= RECORD LIST =
§
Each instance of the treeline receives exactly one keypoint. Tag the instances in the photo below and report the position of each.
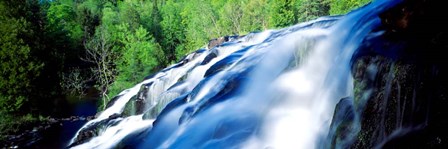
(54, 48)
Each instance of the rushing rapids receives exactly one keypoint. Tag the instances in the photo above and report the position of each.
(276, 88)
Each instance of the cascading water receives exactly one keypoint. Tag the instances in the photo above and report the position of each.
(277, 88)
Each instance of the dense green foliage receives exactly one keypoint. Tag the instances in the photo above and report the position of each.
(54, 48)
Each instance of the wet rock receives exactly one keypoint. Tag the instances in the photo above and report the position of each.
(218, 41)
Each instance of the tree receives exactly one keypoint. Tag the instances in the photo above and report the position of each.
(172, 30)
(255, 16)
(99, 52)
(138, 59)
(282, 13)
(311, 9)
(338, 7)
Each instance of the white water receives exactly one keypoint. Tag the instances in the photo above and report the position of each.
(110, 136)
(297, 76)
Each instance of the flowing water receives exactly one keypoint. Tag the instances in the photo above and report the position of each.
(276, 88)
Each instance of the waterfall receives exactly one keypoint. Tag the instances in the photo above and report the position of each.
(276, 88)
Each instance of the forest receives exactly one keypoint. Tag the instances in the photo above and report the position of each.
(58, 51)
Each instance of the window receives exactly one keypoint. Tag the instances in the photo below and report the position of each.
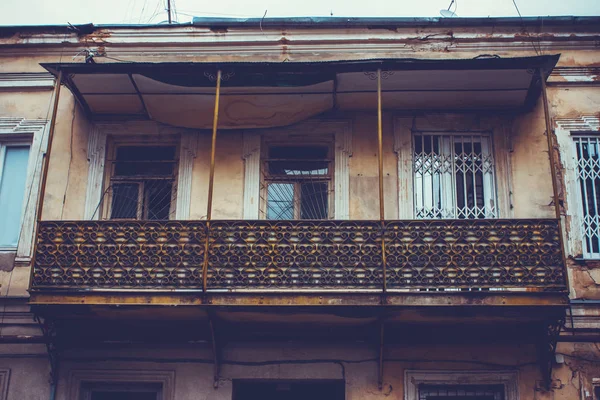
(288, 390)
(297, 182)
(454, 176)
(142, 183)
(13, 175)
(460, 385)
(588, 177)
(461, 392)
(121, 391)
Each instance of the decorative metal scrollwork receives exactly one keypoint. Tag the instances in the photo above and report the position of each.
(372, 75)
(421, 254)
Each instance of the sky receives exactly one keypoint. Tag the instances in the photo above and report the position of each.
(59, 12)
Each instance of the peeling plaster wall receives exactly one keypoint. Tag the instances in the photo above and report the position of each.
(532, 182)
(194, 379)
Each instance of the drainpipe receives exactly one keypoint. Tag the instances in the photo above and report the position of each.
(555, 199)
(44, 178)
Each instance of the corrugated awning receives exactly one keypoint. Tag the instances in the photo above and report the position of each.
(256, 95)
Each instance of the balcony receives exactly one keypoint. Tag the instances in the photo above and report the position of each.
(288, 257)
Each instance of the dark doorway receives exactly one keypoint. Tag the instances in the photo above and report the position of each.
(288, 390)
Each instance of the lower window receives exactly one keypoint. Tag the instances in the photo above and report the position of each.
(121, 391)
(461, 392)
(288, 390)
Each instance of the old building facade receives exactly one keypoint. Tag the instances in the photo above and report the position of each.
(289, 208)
§
= SET EXERCISE =
Rewrite in full everything in the material from the line containing "Each instance of the lower" down to the end of the material, leaving all wording unchanged and rescaling each answer coordinate by 1.85. Round every result to a whole number, with halves rounded up.

= RESULT =
Each instance of the lower window receives exactly one keypoint. Tag the instances in the photo above and report the position of each.
(224, 723)
(853, 725)
(533, 722)
Each instance of the old building facade receives exactly one keypoint. Tag the instances in the photo above and report the position of each.
(535, 385)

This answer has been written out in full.